Kutipan Teks
Sabtu, 13 Oktober 2012

Satellite Event Kupang: Memperkuat Jejaring Sastra Lintas Budaya (Part 2)


 (Baca Juga tulisan Part One-nya...)

Tanggal 2 hingga 7 Oktober romo Amanche mengikuti UWRF di Ubud Bali. Sehari kemudian beliau kembali ke Kupang dengan begitu banyak cerita yang ia bagi untuk kami di komunitas. “Ini adalah festival yang tidak main-main. Jelas terlihat kualitas acara-acaranya. Semua dikelola dengan baik dan professional,’’ kenang romo Amache.
Ada banyak ilmu yang ia bawa pulang dan bagi untuk kami, tentang bagaimana seharusnya sebuah festival seni, khususnya sastra digarap dengan maksimal. Dan semua kisah itu sontak melahirkan sedikit kekhawatiran di hari kecil kami, apa bisa Satelite Event di Kupang berjalan baik dengan segala keterbatasan yang ada? Semestinya bisa. Jika dimulai dari yang kecil-kecil. Ada banyak nilai-nilai unggul yang kita punya. Dan sebenarnya sudah dirancang oleh panitia kecil kami sebelum romo Amanche ke Ubud.
Amanche Frank Oe Ninu dalam sesi Making Sense of Humour, UWRF 2012  (sumber: www.flickr.com/uwrf)

Rancangan acara pertama yang kami pikirkan adalah saat penyambutan di Bandara. Terpikirlah untuk mengadakan ritus ‘Natoni’ secara sederhana di Bandara karena kebetulan ada pak Ariyanto Lu, dkk yang bersedia membantu. Kami sudah membayangkan bahwa ini akan memberi kesan yang baik bagi pihak UWRF dan Mr. Jon Doust yang hadir. Apalagi bahwa ‘Natoni’ sendiri sebenarnya adalah sebuah bentuk bertutur sastra. Sayangnya sehari menjelang hari H ide itu tidak bisa diwujudkan karena ada tugas penting dan mendadak yang akan dilakukan pak Ariyanto di luar kota.

Petunjuk Tugas
Menurut tulisan tentang Satellite Event Kupang di atas, pada tanggal berapa saja romo Amanche mengikuti UWRF di Ubud, Bali?

Catatan titik berlabel

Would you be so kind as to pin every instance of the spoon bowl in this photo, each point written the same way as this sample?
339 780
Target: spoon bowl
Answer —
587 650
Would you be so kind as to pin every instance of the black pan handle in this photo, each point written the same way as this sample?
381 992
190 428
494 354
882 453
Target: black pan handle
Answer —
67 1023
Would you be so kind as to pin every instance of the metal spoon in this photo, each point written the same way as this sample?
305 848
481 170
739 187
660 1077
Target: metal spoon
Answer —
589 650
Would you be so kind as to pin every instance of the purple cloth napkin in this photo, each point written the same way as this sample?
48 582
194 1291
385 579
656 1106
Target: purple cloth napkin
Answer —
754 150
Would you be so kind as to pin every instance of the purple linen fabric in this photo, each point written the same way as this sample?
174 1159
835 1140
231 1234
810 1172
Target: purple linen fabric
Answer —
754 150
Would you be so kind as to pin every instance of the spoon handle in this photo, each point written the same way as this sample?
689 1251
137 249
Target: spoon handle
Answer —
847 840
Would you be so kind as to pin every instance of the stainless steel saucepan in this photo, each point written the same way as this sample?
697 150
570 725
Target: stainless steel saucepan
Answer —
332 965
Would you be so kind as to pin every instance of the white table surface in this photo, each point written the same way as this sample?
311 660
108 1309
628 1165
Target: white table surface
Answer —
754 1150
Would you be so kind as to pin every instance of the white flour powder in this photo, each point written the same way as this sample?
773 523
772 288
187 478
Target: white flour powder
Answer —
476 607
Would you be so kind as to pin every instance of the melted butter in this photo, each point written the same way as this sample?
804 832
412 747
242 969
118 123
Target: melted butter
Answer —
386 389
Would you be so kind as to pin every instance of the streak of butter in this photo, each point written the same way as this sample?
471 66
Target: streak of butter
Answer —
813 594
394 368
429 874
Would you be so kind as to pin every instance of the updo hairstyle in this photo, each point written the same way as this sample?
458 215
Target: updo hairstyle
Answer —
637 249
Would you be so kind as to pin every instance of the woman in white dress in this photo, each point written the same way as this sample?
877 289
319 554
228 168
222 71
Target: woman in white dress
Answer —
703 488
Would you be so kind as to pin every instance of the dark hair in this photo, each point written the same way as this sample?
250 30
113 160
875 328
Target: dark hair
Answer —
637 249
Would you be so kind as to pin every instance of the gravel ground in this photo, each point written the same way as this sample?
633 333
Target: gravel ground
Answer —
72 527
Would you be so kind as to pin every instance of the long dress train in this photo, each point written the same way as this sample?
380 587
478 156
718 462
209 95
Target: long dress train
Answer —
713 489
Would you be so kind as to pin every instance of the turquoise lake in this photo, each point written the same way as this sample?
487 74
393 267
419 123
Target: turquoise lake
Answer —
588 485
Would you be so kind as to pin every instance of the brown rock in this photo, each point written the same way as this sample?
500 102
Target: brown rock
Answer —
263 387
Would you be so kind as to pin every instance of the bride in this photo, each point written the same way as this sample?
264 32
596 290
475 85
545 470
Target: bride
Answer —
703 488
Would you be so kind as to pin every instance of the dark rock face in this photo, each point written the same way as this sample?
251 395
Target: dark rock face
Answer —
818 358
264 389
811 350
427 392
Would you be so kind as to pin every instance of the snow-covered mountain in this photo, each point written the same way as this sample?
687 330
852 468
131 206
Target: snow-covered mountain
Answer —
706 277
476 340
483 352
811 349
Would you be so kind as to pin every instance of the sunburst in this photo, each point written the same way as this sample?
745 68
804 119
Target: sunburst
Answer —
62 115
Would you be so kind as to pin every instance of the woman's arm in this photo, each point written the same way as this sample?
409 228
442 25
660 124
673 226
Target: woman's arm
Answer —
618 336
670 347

Jawaban Tugas
Romo Amanche mengikuti UWRF di Ubud, Bali, pada tanggal 2 hingga 7 Oktober.